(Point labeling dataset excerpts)
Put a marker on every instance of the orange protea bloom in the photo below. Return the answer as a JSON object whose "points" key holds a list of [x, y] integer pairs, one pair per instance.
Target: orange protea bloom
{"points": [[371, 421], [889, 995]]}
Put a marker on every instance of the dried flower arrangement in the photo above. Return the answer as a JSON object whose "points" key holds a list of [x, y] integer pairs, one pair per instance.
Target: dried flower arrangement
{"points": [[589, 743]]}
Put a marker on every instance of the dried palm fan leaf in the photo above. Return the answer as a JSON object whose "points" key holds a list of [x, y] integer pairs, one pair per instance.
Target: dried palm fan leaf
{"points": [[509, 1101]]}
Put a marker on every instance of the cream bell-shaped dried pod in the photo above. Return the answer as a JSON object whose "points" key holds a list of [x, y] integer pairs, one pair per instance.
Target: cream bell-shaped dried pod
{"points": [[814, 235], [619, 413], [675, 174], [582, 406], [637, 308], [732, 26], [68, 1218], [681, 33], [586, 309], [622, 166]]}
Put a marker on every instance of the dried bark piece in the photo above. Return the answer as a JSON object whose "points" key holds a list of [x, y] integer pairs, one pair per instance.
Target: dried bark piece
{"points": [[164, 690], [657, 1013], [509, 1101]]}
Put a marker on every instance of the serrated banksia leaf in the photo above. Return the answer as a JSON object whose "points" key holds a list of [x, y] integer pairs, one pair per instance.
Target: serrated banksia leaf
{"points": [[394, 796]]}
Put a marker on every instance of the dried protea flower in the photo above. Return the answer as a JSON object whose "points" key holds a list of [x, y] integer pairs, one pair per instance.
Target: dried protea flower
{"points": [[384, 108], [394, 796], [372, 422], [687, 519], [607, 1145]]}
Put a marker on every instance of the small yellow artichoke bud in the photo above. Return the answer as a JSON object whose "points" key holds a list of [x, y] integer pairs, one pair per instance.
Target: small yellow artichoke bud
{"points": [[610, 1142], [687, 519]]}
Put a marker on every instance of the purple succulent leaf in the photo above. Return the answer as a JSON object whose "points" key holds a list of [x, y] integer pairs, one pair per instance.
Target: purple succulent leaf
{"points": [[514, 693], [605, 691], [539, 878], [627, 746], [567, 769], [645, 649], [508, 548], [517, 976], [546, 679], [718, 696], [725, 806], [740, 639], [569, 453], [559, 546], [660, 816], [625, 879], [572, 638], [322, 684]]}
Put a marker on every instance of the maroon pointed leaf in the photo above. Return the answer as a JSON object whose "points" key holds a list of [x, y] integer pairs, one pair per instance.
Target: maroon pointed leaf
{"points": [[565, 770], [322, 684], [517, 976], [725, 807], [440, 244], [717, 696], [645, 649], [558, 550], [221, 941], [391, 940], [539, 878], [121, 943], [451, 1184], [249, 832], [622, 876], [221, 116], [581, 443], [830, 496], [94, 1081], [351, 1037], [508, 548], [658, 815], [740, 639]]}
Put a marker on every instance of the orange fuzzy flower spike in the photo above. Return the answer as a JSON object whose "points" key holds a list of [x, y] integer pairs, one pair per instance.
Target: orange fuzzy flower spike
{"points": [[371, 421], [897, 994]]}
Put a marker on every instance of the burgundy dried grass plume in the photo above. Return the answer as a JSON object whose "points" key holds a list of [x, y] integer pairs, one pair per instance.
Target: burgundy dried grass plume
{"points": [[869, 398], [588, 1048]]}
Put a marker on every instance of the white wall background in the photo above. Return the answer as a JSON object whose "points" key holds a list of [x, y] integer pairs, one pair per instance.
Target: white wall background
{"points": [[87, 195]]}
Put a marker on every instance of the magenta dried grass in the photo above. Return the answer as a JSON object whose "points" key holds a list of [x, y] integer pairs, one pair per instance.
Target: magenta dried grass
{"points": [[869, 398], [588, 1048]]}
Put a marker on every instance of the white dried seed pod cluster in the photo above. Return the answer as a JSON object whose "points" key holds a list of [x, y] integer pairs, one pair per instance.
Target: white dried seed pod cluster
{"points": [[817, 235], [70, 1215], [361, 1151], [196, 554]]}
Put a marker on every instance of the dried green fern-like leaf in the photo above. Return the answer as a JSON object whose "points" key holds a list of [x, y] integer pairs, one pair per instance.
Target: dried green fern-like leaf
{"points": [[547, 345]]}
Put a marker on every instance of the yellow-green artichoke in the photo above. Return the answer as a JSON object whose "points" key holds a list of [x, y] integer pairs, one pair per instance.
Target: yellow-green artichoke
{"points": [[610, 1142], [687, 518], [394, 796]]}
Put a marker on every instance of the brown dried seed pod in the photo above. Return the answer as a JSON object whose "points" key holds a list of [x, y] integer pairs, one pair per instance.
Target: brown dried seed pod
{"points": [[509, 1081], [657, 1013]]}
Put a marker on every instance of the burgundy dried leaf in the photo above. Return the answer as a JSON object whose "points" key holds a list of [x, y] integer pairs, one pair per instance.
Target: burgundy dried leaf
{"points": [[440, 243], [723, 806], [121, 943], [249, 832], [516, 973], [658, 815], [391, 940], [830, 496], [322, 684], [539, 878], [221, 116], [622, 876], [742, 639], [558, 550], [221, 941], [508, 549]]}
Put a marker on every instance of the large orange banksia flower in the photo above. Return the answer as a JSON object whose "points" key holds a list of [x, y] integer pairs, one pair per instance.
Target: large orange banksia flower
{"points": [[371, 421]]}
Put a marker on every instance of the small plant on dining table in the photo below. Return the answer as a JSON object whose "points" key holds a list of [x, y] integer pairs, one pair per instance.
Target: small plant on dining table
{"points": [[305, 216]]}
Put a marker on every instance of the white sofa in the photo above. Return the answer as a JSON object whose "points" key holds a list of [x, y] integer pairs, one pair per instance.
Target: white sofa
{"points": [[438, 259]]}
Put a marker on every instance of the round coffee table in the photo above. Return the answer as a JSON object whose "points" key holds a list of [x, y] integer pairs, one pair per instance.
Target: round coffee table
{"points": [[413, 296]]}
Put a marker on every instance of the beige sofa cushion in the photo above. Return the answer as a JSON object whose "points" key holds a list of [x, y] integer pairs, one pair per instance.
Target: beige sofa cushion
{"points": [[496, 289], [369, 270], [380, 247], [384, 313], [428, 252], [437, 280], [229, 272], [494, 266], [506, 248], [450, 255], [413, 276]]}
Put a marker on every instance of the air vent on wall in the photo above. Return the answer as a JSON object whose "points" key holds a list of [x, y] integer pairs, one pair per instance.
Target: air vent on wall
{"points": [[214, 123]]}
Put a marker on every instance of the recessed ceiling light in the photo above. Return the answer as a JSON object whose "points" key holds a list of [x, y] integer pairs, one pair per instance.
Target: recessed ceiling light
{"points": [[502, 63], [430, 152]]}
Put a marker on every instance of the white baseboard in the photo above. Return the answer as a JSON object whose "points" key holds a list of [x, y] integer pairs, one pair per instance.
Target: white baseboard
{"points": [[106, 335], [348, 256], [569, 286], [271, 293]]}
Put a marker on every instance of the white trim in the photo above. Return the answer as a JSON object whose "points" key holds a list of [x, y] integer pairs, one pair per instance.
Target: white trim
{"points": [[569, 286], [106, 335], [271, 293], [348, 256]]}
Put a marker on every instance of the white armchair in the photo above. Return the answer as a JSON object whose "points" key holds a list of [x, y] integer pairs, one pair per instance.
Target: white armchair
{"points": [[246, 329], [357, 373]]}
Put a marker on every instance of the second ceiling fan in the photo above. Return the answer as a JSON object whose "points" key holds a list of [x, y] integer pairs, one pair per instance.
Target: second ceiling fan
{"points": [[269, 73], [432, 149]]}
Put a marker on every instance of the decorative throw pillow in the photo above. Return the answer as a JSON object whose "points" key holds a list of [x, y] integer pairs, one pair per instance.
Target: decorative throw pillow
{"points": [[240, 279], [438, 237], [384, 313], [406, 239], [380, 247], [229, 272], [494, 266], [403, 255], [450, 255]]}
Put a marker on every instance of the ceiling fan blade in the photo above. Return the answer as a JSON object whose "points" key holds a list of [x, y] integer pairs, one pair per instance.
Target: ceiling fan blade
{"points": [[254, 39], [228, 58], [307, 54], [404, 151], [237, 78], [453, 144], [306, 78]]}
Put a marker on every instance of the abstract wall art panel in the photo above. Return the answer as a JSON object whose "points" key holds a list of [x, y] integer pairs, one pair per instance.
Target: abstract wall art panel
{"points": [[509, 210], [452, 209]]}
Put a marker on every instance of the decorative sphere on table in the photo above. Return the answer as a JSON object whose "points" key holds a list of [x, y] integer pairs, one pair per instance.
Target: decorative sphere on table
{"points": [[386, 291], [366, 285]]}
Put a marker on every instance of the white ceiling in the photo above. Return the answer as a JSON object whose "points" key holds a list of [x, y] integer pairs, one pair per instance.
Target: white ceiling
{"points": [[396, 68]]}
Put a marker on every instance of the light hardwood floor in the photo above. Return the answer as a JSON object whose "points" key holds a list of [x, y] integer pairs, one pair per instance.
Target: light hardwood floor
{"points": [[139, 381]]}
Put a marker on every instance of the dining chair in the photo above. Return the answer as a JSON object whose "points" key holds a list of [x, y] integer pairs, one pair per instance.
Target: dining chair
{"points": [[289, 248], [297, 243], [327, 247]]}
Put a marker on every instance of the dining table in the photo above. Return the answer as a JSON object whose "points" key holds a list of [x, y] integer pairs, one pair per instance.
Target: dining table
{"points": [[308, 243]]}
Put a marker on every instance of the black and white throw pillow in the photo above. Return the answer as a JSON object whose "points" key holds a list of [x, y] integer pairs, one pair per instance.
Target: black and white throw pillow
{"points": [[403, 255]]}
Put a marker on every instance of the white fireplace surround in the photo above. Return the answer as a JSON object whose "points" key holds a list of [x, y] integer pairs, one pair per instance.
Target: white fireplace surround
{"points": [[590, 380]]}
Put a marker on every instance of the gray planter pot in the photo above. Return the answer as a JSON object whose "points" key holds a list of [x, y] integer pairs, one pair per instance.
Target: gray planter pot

* **What to produce**:
From the line holding "Put a marker on every instance of the black" through the last line above, reproduce each line exactly and add nothing.

* **The output**:
Put a marker on every instance of the black and white throw pillow in the photo above. Return the answer as a JSON object whose "points" key holds a list of [x, y] integer pairs, one pair per instance.
Target: black and white throw pillow
{"points": [[403, 255]]}
Put a marker on every instance of the white fireplace surround in the photo above. Return the answer as a JSON object whose "points" key holds a list of [x, y] integer pairs, one pair per instance.
Target: white fireplace surround
{"points": [[590, 380]]}
Put a marker on every instance of the gray planter pot in the photo above. Return the answer as a JSON object whose "points" key holds a list of [x, y] integer pairs, one pair per instance.
Target: gray planter pot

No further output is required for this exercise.